» **Excerpted passage**:
_ _ _
A Jedi uses the Force for knowledge and defense, never for attack.” – Yoda

 

Symbols of Intent

The first thing most people imagine when they hear the word Jedi is Luke Skywalker or Obi-wan Kenobi with Light Saber in hand rushing towards an enemy as they deflect laser bolts. The image of the warrior is prominent in peoples mind. It is true that the fictional Jedi are armed with light Saber the same way Monks of the east and west were armed with staffs and martial arts to defend themselves. To imagine the Light Saber as a weapon of offense is an error in fact it was a symbol of the Jedi principle of protection and defense. The intent of the Light Saber is its power. It was only used as a weapon as a last resort and never in anger.

In “Return of the Jedi” Luke casts aside his Light Saber during the final confrontation with Darth Vader. The act is symbolic. Luke decided to cast his anger aside and find the love and compassion within him. It is the only way he can defeat Darth Sidious and redeem Vader.

In “The Last Jedi” the ageing Luke Skywalker takes the Light Saber offered to him by Rey after she has found him living as a Hermit on the hidden planet of Ahch-To. With comical irreverence Luke throws his old Light Saber behind his back.

For years Obi-wan Kenobi resided on Tatooine watching over Luke from a distance. Although he still had his Light Saber it was kept aside. Even in confronting the Sand People who had captured Luke Skywalker in “A New Hope”, Obi-wan Kenobi chose only to use the power of perception and his own voice in driving the Tuscan Raiders away in fear. The Light Saber is symbolic of the Jedi only if it used with Right Intent.

 

Lethal Intent

I’ve often heard the statement that firearms kill people. A gun can be used to kill a person however it is not the weapon itself that decides its end use. The intent to kill resides with the wielder. A sword can just as easily be beaten in to a plow than used as a weapon depending on the intention of the user.

Intention is therefore everything in the “why and how” we conduct our life. I can choose to own a Light Saber, a Gun or a Pit Bull Terrier.  The Light Saber replica won’t have much use but how I choose to manifest my intent with a gun and an “aggressive” breed of dog is entirely up to me. I can keep the gun locked away and hopefully never ever have to use it and I can train the Dog to be a loving pet; gentle with people and other animals. There is still an element of uncertainty based on what I have control over and what I don’t. The Dog may unexpectedly bite a child and the gun might be stolen and used in a crime.

 

Reasoned Intent

With every decision we make there is always an intent, a purpose. Why do we make the choices that we do? What is our intent? When I left High School and presented to an Army recruiter the first thing he asked me was “Why do you want to join the Army”? He said my response was important and it had to be honest. The answer revealed my true intention and whether I was going to stick my contract or wash out.
_ _ _
[Dataset excerpts]

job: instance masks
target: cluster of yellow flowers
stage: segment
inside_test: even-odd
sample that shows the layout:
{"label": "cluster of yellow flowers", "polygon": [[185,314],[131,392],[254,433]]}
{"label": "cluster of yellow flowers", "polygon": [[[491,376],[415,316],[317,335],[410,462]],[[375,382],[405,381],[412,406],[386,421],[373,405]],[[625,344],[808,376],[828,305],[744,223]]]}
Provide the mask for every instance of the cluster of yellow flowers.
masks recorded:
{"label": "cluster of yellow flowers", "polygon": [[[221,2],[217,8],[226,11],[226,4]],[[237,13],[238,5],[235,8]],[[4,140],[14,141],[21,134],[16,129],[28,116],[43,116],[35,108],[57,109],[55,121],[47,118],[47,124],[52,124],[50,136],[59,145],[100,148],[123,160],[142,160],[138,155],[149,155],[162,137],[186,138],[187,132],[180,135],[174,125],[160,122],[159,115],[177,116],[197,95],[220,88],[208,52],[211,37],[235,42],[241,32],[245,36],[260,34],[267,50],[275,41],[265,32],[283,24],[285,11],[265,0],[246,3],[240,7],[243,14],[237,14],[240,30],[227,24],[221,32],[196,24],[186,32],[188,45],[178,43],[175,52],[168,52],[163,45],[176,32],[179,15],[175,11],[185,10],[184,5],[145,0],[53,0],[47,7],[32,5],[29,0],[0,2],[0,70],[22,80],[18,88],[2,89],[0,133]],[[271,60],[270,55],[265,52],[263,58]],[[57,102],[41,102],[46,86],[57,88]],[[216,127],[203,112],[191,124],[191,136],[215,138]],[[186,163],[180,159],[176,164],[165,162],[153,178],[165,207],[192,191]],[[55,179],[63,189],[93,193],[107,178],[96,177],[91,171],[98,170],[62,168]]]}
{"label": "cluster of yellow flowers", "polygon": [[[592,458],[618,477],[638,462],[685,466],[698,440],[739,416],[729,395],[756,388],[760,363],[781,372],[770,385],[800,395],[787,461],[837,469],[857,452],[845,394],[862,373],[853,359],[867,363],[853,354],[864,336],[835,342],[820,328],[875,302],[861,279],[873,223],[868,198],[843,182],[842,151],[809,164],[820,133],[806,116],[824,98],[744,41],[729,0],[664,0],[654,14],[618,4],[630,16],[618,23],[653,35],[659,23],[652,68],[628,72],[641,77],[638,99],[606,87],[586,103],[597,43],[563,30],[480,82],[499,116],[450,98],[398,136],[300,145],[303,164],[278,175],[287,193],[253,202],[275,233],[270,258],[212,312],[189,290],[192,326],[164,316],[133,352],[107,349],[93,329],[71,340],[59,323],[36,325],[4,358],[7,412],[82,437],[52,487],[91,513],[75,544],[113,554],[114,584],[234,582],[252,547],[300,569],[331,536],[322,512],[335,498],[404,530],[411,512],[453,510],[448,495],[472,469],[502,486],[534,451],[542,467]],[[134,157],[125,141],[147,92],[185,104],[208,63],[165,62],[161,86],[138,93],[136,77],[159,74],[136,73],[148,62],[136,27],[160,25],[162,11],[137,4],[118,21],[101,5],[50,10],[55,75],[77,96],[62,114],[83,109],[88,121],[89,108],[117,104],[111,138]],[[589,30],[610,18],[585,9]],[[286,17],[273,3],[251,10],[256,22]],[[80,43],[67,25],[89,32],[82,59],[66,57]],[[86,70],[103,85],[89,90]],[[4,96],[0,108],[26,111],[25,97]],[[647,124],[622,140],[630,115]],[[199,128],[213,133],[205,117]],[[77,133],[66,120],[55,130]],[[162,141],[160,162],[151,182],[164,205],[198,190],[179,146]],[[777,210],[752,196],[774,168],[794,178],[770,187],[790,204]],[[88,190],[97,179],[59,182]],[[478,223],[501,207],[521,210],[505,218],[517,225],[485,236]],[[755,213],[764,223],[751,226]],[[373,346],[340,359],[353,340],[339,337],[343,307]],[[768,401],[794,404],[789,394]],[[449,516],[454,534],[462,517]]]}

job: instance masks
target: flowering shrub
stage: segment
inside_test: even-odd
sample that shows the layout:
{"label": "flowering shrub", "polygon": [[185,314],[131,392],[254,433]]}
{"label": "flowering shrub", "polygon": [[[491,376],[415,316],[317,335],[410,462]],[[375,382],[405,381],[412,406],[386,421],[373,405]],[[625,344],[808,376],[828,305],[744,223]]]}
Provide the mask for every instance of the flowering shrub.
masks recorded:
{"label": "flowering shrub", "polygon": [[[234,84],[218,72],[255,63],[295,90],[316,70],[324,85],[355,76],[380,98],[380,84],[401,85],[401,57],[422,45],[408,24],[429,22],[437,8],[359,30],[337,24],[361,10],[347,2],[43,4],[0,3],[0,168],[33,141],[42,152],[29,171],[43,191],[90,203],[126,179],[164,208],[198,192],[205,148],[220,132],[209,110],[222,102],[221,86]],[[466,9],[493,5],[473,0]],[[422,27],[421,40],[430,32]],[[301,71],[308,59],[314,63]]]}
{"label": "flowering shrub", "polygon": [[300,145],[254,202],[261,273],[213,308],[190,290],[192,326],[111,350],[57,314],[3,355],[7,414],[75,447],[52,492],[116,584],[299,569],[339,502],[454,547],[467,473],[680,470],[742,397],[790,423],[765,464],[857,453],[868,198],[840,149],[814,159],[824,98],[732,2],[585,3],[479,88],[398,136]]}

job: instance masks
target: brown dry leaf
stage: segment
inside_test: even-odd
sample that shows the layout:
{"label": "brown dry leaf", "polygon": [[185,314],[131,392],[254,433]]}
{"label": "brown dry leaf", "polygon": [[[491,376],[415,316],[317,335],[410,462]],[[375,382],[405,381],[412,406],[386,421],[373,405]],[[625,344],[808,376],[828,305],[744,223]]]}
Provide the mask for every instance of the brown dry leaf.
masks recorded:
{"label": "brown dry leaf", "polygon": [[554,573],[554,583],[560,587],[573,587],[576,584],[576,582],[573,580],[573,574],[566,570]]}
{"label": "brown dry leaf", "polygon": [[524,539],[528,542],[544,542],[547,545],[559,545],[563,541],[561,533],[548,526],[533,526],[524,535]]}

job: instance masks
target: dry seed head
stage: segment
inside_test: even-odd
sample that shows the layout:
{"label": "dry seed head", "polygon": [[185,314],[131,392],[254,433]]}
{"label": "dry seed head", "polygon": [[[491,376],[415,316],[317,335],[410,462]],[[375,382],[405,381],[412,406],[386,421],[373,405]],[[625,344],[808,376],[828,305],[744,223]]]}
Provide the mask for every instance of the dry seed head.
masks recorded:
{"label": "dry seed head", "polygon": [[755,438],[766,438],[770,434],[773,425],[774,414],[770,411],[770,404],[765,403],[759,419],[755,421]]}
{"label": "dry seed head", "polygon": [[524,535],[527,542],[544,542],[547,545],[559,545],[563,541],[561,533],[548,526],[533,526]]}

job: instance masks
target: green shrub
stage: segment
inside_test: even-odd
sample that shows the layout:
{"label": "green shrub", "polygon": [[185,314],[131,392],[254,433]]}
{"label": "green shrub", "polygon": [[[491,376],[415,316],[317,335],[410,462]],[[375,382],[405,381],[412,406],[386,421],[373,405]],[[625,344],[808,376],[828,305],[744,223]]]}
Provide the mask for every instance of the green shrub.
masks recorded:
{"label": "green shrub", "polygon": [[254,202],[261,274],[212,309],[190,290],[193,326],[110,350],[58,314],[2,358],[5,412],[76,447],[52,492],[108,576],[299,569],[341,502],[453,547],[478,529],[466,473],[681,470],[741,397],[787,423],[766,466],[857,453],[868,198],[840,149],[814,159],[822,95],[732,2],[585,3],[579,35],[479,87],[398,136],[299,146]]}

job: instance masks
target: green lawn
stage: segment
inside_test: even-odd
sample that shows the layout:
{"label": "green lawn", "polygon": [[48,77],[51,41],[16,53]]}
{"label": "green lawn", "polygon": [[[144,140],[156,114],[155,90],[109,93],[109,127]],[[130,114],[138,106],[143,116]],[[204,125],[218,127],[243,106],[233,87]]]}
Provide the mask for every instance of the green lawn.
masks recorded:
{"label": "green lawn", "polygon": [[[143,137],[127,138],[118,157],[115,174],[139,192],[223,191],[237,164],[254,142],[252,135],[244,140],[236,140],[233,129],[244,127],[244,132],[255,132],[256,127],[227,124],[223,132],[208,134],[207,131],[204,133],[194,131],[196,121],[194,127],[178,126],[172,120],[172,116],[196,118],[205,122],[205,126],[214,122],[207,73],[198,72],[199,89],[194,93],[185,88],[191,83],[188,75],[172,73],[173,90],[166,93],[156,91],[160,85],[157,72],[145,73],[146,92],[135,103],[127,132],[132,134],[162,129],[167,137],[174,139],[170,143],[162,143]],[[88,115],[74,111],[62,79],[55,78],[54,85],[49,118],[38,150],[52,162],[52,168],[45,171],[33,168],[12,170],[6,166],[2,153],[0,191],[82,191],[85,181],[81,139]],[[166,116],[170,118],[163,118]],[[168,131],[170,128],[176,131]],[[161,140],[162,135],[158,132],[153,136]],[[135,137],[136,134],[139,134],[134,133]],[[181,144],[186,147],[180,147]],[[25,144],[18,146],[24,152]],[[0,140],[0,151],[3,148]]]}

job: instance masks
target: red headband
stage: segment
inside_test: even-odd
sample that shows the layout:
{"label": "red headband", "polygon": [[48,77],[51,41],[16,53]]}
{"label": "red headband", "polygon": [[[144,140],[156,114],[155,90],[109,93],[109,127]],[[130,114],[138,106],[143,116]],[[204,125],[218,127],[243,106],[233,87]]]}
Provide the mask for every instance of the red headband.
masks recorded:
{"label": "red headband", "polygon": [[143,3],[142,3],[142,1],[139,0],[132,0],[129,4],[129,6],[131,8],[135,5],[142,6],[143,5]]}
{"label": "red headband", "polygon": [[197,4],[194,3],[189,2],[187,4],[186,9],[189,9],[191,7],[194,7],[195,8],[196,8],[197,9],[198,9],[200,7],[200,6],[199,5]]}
_ _ _
» **Prompt 1**:
Rewrite the paragraph of the passage on intent that begins "For years Obi-wan Kenobi resided" as a short list, keeping its main facts.
» **Prompt 2**:
Answer these questions from the passage on intent.
(a) What does Luke cast aside during his final confrontation with Darth Vader in "Return of the Jedi"?
(b) Where does Rey find Luke living as a hermit in "The Last Jedi"?
(c) What was the first thing the Army recruiter asked?
» **Prompt 3**:
In the passage on intent, change "recruiter" to "officer" in the stretch from "Reasoned Intent" through "or wash out.", and give that stretch.

» **Task answer 1**:
- Obi-wan Kenobi lived on Tatooine for years, watching over Luke from a distance.
- He still had his Light Saber but kept it aside.
- When he confronted the Sand People who had captured Luke in "A New Hope," he used only the power of perception and his own voice to drive them away in fear.
- The Light Saber is symbolic of the Jedi only if it is used with Right Intent.

» **Task answer 2**:
(a) His Light Saber.
(b) On the hidden planet of Ahch-To.
(c) "Why do you want to join the Army?"

» **Task answer 3**:
Reasoned Intent

With every decision we make there is always an intent, a purpose. Why do we make the choices that we do? What is our intent? When I left High School and presented to an Army officer the first thing he asked me was “Why do you want to join the Army”? He said my response was important and it had to be honest. The answer revealed my true intention and whether I was going to stick my contract or wash out.